Problem A:
Pull out every line of the records that contains the string "distant", matching case exactly.

# Toy aggression?



## Piper_the_goldenpuppy (Aug 26, 2016)

So Piper and I went to the dog park tonight and something odd happened. She's a generally been a pretty submissive pup when it comes to other dogs, almost overly so. But she loves to play with other dogs. She's never had possession issues in the past. She actually even enjoys a bit of tug of war with another dog, until she usually backs down if the play gets a little rough. 

However, tonight we were at the park and this 7 month old lab puppy was there as well. Piper found this half destroyed tennis ball and was carrying it around proudly, and then started sort of taunting the other puppy with it. She was initially trotting around and the other puppy was kind of chasing her, tails wagging in a happy way etc. For a long time it was totally fine. Then they were sort of running around with the other puppy trying to chase her with the ball. However at some point the other puppy sort of stopped, and went into "stalk mode" where they get really still in a playful way and are getting ready to pounce, and Piper kind of growled at him. Then the next time he came close to her she REALLY started growling loudly, and kind of bared her teeth. Her tail was still wagging, but it went from a happy wag to more of a much more straight out tail just slightly wagging back and forth. It was definitely a more aggressive stance.

Records provided:
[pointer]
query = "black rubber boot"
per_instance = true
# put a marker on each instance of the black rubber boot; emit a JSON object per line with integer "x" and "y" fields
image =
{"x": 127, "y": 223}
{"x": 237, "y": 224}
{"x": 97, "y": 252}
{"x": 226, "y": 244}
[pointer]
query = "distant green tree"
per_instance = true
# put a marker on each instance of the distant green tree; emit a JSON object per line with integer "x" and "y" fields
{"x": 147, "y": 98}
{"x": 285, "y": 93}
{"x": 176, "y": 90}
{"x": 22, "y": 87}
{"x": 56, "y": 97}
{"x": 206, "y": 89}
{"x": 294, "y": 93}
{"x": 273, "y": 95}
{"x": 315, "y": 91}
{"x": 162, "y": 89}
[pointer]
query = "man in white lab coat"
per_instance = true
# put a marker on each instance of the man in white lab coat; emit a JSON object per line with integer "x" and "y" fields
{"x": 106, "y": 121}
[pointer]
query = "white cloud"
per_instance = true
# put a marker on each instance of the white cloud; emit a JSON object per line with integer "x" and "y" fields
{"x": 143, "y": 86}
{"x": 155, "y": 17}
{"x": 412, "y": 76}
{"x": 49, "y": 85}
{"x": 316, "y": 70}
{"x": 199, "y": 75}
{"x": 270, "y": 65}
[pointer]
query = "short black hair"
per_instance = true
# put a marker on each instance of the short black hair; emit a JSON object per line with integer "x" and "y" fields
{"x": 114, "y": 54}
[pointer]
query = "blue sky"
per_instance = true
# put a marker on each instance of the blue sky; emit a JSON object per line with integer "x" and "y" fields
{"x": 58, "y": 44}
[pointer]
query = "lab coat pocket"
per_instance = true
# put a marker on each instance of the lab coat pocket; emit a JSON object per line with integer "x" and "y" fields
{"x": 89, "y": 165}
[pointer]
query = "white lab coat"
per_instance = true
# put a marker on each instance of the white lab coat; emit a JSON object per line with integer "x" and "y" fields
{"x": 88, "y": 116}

Problem B:
Answer these questions using the toy aggression post:
(i) How old was the lab puppy at the park?
(ii) What object did Piper find and carry around?
(iii) What game with another dog does Piper enjoy until she usually backs down?

Task output A:
query = "distant green tree"
# put a marker on each instance of the distant green tree; emit a JSON object per line with integer "x" and "y" fields

Task output B:
(i) 7 months old.
(ii) A half destroyed tennis ball.
(iii) Tug of war.